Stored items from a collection
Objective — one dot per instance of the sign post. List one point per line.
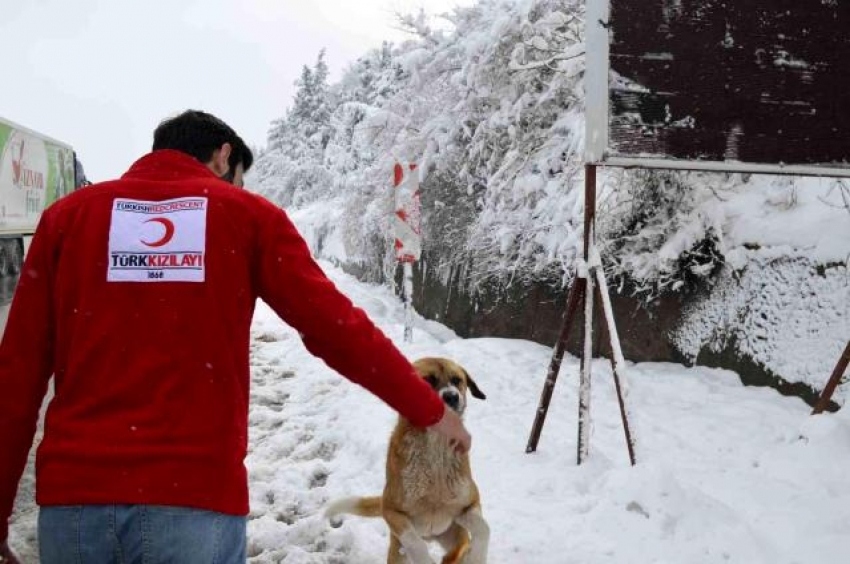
(408, 234)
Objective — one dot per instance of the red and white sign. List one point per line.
(407, 216)
(158, 241)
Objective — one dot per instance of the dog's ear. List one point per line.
(473, 387)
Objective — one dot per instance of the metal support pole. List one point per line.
(576, 294)
(583, 445)
(840, 368)
(407, 292)
(617, 362)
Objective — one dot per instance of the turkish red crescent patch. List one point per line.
(158, 241)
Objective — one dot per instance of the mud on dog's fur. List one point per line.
(429, 492)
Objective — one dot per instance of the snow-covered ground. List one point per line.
(727, 474)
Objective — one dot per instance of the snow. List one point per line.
(727, 474)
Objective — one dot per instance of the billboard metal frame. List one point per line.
(597, 146)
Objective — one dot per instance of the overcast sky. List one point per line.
(100, 74)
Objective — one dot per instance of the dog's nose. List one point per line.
(451, 398)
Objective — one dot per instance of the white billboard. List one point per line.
(755, 86)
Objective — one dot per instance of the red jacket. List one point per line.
(137, 296)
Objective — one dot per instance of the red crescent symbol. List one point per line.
(169, 232)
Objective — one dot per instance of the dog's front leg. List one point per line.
(473, 521)
(415, 549)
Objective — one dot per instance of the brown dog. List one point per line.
(429, 492)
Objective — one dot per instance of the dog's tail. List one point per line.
(362, 506)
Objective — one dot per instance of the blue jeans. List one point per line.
(139, 534)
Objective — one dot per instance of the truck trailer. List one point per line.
(35, 171)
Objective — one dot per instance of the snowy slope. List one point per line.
(727, 474)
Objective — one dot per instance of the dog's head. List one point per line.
(449, 380)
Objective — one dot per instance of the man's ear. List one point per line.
(219, 162)
(473, 387)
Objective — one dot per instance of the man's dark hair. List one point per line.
(199, 134)
(241, 154)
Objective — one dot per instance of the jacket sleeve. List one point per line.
(331, 327)
(26, 364)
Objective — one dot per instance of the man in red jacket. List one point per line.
(137, 297)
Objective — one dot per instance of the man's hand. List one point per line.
(451, 427)
(6, 556)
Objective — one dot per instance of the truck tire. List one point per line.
(4, 260)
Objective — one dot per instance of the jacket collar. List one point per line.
(167, 164)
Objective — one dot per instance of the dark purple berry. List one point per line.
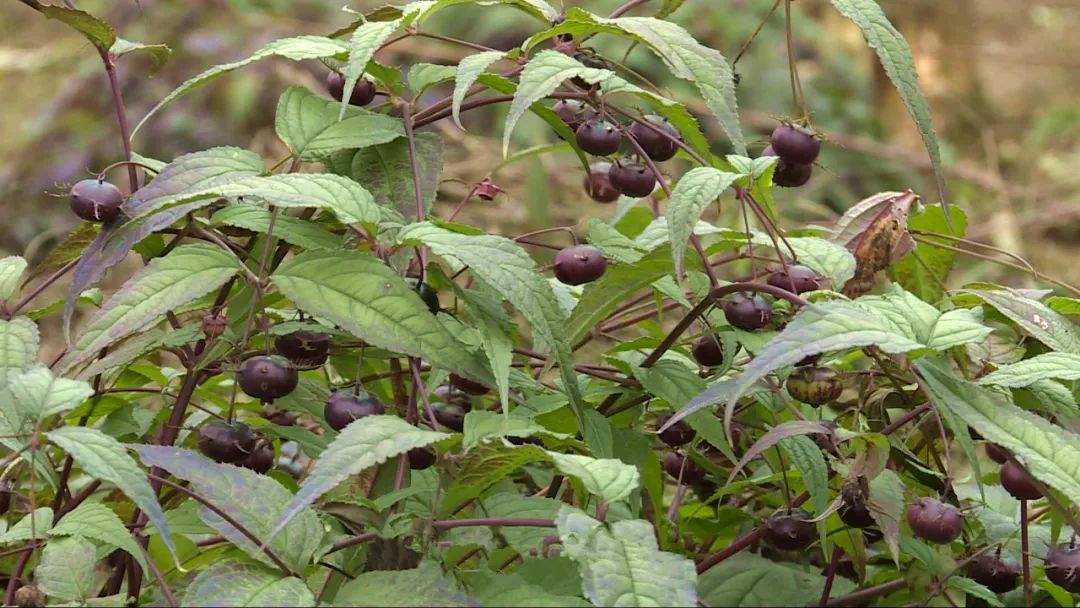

● DESCRIPTION OF THE TASK
Please print the records above word for word, leaving every image out.

● SOLVED PROBLEM
Objective — one dot per instance of the sign post. List one point per line.
(408, 234)
Objective — one dot per instance of the red and white sign. List one point per line.
(407, 216)
(158, 241)
Objective — one dot per instance of the dog's ear. List one point per line.
(473, 387)
Objective — one dot per instance of the metal support pole. List one point per line.
(576, 294)
(583, 445)
(840, 368)
(407, 292)
(617, 362)
Objective — one dot per instance of the turkish red crescent patch. List one point per line.
(158, 241)
Objective — one dot per instance of the mud on dog's fur. List one point per line.
(429, 492)
Objective — one dot per instance of the snow-covered ground. List one point per line.
(727, 474)
Objective — one dot per instance of the snow. List one point per line.
(727, 474)
Objective — one dot per instance of the billboard metal frame. List one point per line.
(597, 146)
Objective — one dot per instance of the overcast sky. List one point per line.
(100, 74)
Objective — one dot per instance of the dog's nose. List one point per line.
(451, 398)
Objective — one dot per instance of the white billboard. List one point per line.
(755, 86)
Objective — one dot per instance of the red jacket. List one point per line.
(137, 296)
Objective — one dot per instance of the red crescent symbol. List one point per line.
(169, 232)
Objective — one dot per instance of the dog's front leg. List one point per line.
(473, 521)
(415, 549)
Objective — one dot per instance of the brown dog. List one point per line.
(429, 492)
Objective — one dot per instance of the dog's tail. List one point per line.
(362, 506)
Objective — one dot per instance of the blue jeans. List one point per line.
(139, 534)
Objective — one dot per instance of the truck trailer. List one point per line.
(35, 171)
Objective — one dot per instance of the snowy slope. List one point per line.
(727, 474)
Objective — one dot per instance of the dog's head. List one point per line.
(449, 380)
Objective — one dot per instance of the man's ear. List one point per line.
(219, 162)
(473, 387)
Objective — one dot per instance of the man's dark hair. List one point per line.
(199, 134)
(241, 154)
Objective — one dot per instance of the jacket sleeve. List one point per line.
(331, 327)
(26, 364)
Objective — one dot per instance of the man in red jacket. List one point per line.
(137, 297)
Objective — one dot per instance of the man's hand. List one point per line.
(451, 427)
(6, 556)
Objective — one dot per instance of the truck tire. List one point per line.
(4, 260)
Objective — one dot per instance of the jacket collar. List one point per line.
(167, 164)
Objective — one dot per instance of the dark purple berry. List one point per line.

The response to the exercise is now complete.